DATA IN THIS EXERCISE:

------------------------

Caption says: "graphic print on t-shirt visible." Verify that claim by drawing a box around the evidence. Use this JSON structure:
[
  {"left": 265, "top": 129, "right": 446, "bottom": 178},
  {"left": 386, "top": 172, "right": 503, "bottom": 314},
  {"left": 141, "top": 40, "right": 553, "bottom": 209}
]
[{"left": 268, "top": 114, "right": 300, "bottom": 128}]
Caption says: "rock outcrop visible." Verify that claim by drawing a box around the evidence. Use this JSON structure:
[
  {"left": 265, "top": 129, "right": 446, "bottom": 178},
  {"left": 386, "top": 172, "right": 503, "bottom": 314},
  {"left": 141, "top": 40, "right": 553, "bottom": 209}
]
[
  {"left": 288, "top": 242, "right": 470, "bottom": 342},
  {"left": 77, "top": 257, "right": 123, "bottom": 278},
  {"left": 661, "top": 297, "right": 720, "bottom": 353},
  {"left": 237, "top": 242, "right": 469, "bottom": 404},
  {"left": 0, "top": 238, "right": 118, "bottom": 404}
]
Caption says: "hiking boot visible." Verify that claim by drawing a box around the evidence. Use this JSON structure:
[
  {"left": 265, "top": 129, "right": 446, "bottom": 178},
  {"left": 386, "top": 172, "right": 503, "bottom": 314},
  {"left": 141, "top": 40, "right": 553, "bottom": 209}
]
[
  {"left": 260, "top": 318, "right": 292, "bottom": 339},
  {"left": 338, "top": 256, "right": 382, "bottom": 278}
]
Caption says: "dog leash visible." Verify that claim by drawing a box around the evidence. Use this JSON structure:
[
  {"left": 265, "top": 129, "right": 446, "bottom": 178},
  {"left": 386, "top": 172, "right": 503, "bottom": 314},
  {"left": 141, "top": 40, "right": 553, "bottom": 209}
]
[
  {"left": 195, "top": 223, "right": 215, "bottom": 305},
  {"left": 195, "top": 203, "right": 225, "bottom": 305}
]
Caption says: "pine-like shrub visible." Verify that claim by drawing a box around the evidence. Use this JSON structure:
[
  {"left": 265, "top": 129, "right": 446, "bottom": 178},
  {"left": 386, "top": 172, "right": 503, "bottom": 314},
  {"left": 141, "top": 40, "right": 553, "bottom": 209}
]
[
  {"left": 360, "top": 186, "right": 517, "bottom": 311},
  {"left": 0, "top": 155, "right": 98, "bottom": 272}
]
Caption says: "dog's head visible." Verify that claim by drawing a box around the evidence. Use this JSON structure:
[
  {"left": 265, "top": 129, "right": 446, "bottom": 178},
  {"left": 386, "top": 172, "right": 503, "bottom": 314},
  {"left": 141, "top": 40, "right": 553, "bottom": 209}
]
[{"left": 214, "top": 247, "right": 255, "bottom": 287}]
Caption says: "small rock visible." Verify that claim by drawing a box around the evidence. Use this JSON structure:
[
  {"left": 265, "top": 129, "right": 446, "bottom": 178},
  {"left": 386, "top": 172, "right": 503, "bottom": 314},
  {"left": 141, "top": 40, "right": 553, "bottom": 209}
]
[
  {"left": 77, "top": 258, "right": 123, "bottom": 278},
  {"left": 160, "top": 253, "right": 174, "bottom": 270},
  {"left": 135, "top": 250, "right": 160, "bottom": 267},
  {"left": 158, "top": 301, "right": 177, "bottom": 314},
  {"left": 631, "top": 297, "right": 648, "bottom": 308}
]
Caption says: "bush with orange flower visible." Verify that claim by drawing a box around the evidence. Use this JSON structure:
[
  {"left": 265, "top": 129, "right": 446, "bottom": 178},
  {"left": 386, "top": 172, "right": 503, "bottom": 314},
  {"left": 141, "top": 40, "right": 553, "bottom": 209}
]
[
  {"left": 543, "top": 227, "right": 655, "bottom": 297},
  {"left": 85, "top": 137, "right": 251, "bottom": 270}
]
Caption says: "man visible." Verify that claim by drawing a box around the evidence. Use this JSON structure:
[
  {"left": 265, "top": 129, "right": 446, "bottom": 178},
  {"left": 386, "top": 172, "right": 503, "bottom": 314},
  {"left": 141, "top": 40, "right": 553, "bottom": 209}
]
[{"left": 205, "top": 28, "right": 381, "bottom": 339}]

------------------------

TASK DETAILS: Reproduce the listing above line for line, keeping every character unchanged.

FULL OUTPUT:
Caption says: "graphic print on t-shirt visible." Verify that claim by drawing a box around the evidence. Use this JSON structure:
[
  {"left": 265, "top": 129, "right": 446, "bottom": 178},
  {"left": 386, "top": 172, "right": 503, "bottom": 314},
  {"left": 141, "top": 40, "right": 553, "bottom": 209}
]
[{"left": 268, "top": 114, "right": 300, "bottom": 128}]
Caption says: "rock outcrop visible." Verify that claim by drawing a box around the evidence. Use this JSON structure:
[
  {"left": 265, "top": 129, "right": 446, "bottom": 178},
  {"left": 386, "top": 172, "right": 503, "bottom": 314},
  {"left": 141, "top": 40, "right": 553, "bottom": 209}
]
[
  {"left": 288, "top": 242, "right": 470, "bottom": 342},
  {"left": 77, "top": 257, "right": 123, "bottom": 278},
  {"left": 661, "top": 297, "right": 720, "bottom": 353},
  {"left": 237, "top": 242, "right": 469, "bottom": 404},
  {"left": 0, "top": 238, "right": 118, "bottom": 404}
]
Caption says: "hiking boot visible." Verify that claim by drawing a box around the evidence. Use this JSON structure:
[
  {"left": 265, "top": 129, "right": 446, "bottom": 178},
  {"left": 386, "top": 172, "right": 503, "bottom": 314},
  {"left": 141, "top": 40, "right": 553, "bottom": 209}
]
[
  {"left": 260, "top": 318, "right": 292, "bottom": 339},
  {"left": 338, "top": 256, "right": 382, "bottom": 278}
]
Caption says: "dog leash visible." Verify that claim by drawing a box around the evidence. Use this JSON structure:
[
  {"left": 265, "top": 129, "right": 446, "bottom": 178},
  {"left": 386, "top": 172, "right": 503, "bottom": 314},
  {"left": 141, "top": 40, "right": 553, "bottom": 209}
]
[
  {"left": 195, "top": 223, "right": 215, "bottom": 305},
  {"left": 195, "top": 203, "right": 225, "bottom": 305}
]
Caption says: "pine-like shrub visible." Verify that claim by drawing a box around the evidence. Use this JSON structure:
[
  {"left": 265, "top": 129, "right": 446, "bottom": 178},
  {"left": 386, "top": 172, "right": 503, "bottom": 314},
  {"left": 141, "top": 40, "right": 553, "bottom": 209}
]
[
  {"left": 360, "top": 186, "right": 517, "bottom": 311},
  {"left": 0, "top": 155, "right": 98, "bottom": 272}
]
Caption says: "dog's head visible." Verify that claim by drawing a box around the evidence. Use this JSON structure:
[
  {"left": 265, "top": 129, "right": 446, "bottom": 178},
  {"left": 386, "top": 172, "right": 503, "bottom": 314},
  {"left": 141, "top": 40, "right": 553, "bottom": 209}
]
[{"left": 214, "top": 247, "right": 255, "bottom": 287}]
Caption says: "small rock visible." Verify that claim by drawing a box around the evidence. Use this JSON structure:
[
  {"left": 265, "top": 129, "right": 446, "bottom": 178},
  {"left": 386, "top": 172, "right": 503, "bottom": 314},
  {"left": 141, "top": 40, "right": 553, "bottom": 209}
]
[
  {"left": 77, "top": 258, "right": 123, "bottom": 278},
  {"left": 160, "top": 253, "right": 174, "bottom": 270},
  {"left": 135, "top": 250, "right": 160, "bottom": 267},
  {"left": 158, "top": 301, "right": 177, "bottom": 314},
  {"left": 631, "top": 297, "right": 648, "bottom": 308}
]
Caption says: "bush with orange flower visible." Verify that claim by drawing a box around the evidence. Use this JSON structure:
[
  {"left": 265, "top": 129, "right": 446, "bottom": 178},
  {"left": 386, "top": 172, "right": 503, "bottom": 314},
  {"left": 141, "top": 40, "right": 553, "bottom": 209}
]
[
  {"left": 543, "top": 227, "right": 655, "bottom": 297},
  {"left": 85, "top": 137, "right": 251, "bottom": 270}
]
Caption says: "man visible." Verify that claim by drawing a box around the evidence. Use this JSON structure:
[
  {"left": 265, "top": 129, "right": 446, "bottom": 178},
  {"left": 386, "top": 172, "right": 503, "bottom": 314},
  {"left": 141, "top": 40, "right": 553, "bottom": 209}
]
[{"left": 205, "top": 28, "right": 381, "bottom": 339}]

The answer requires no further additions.